---------- SUPPLIED ENTRIES ----------

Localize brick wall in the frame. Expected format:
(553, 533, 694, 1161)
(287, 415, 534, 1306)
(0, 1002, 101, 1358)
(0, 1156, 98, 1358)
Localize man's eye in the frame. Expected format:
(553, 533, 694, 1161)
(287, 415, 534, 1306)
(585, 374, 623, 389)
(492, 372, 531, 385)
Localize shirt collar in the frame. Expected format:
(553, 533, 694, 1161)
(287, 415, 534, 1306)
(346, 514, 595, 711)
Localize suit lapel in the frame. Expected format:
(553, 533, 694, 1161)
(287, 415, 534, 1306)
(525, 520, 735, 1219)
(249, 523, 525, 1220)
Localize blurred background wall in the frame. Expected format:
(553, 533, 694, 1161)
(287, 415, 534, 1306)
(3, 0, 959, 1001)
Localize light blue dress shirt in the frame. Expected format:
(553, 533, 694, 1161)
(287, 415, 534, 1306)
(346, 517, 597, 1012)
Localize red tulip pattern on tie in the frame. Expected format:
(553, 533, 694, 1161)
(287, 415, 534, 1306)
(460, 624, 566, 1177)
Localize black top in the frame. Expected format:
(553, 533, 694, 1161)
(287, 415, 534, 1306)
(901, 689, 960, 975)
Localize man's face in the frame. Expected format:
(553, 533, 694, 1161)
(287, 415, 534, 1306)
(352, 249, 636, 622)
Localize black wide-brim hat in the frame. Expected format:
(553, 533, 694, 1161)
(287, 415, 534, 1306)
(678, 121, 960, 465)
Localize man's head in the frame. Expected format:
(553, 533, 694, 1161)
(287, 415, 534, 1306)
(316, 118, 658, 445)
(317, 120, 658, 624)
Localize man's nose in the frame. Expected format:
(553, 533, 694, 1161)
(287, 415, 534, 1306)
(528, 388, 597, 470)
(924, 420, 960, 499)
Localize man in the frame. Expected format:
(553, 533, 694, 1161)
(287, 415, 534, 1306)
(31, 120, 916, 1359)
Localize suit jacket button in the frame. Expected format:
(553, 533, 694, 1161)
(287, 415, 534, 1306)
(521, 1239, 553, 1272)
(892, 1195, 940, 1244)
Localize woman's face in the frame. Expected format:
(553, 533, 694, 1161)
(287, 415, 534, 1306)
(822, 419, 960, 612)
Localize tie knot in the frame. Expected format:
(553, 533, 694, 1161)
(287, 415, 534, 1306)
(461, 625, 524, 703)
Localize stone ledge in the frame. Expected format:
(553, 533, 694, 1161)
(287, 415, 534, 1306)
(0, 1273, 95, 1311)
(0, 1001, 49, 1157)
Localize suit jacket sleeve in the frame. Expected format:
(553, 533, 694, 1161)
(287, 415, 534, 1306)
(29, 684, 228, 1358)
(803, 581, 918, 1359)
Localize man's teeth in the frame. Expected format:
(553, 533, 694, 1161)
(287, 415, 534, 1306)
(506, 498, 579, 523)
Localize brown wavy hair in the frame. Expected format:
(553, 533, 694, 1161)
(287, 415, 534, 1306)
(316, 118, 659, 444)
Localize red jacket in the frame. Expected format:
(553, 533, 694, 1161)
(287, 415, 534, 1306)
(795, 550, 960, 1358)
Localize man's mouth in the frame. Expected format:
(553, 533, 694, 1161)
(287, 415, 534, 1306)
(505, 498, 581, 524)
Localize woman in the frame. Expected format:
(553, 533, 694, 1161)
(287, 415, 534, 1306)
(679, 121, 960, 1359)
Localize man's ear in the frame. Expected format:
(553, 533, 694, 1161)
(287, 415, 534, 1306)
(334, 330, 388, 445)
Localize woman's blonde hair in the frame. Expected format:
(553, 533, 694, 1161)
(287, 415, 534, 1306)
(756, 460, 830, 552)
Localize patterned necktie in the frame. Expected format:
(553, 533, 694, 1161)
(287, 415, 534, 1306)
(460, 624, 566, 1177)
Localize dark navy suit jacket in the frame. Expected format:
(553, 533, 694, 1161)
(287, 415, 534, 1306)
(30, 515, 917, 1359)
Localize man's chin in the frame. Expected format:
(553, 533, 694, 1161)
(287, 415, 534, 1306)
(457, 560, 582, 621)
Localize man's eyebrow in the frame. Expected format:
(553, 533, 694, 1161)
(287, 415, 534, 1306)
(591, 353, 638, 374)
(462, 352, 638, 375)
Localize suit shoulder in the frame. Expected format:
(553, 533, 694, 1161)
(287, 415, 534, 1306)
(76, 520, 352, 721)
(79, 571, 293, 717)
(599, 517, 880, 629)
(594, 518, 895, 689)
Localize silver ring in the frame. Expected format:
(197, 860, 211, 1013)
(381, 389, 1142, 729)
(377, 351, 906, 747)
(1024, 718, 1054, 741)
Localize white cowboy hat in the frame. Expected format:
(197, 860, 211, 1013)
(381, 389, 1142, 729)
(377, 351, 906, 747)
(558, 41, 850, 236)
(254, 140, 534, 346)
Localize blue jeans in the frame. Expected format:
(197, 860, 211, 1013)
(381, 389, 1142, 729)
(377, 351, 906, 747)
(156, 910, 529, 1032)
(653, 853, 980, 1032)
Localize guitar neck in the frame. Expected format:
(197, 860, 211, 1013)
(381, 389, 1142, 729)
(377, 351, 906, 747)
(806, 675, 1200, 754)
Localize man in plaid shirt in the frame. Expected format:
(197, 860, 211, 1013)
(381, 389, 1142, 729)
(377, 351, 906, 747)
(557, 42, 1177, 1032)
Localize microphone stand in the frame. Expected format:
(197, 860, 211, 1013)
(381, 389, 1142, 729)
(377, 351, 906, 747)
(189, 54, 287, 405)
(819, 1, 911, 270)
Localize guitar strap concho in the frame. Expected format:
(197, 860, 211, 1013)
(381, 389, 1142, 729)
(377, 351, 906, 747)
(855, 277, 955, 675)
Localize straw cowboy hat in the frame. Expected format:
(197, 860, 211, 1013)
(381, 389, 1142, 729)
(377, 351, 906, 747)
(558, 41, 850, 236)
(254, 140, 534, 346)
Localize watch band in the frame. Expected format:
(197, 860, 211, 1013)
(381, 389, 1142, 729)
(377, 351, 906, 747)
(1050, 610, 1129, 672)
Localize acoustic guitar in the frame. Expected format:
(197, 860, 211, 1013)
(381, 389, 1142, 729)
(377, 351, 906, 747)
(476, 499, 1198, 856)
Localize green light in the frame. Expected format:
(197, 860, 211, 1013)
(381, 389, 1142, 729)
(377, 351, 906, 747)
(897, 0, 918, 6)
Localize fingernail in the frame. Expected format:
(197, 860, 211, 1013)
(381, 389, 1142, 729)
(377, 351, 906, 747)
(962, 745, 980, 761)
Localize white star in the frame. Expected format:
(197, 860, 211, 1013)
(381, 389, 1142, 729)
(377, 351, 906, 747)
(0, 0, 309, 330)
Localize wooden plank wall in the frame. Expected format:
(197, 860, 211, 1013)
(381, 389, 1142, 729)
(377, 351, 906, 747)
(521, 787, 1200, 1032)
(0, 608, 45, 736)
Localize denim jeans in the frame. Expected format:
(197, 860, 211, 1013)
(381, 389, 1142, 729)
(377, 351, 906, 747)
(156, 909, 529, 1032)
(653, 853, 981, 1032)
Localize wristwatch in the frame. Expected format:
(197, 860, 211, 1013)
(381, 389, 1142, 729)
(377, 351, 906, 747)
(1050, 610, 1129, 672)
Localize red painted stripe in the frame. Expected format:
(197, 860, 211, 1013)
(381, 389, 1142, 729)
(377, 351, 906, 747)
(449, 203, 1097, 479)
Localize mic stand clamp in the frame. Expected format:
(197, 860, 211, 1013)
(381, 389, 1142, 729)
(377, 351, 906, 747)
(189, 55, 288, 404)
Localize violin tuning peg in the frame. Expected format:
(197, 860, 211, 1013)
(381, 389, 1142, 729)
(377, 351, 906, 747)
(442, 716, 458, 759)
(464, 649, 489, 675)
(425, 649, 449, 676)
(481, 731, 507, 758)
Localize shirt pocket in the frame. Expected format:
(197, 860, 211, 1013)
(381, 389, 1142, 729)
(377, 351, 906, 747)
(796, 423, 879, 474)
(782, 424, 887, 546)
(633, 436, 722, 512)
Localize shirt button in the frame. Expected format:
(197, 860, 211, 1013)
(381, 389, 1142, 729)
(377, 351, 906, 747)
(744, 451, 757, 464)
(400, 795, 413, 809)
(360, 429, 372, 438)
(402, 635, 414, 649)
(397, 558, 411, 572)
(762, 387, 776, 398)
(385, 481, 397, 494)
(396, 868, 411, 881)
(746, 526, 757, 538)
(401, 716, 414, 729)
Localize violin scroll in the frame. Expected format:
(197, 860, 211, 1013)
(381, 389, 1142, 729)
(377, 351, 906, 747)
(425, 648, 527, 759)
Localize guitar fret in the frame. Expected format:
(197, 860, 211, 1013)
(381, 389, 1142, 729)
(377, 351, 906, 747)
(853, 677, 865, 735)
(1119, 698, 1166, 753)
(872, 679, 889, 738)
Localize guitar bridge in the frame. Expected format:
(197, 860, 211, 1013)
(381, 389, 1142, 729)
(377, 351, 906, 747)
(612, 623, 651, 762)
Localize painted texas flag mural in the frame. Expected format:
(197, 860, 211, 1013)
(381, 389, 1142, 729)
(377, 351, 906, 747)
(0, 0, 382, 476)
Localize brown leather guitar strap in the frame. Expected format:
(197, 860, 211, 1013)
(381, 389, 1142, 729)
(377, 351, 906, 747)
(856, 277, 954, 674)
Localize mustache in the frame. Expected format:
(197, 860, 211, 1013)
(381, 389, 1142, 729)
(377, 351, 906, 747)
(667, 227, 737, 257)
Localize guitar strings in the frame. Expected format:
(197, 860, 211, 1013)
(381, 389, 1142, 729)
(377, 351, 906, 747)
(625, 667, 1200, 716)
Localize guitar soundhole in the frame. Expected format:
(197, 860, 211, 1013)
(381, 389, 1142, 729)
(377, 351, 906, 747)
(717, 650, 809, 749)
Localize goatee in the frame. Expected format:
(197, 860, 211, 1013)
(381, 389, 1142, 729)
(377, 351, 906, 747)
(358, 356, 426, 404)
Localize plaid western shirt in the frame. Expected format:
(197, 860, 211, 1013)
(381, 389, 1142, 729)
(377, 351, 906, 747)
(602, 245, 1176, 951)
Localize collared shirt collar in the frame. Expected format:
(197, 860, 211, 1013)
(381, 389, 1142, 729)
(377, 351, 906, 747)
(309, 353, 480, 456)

----------

#### [TRY IT]
Check each line of the records for the word "strap" and extract those that contain it.

#### [RESPONSE TO THE EXERCISE]
Localize guitar strap concho in the frame. Expected format:
Localize brown leather guitar strap in the frame. Expected format:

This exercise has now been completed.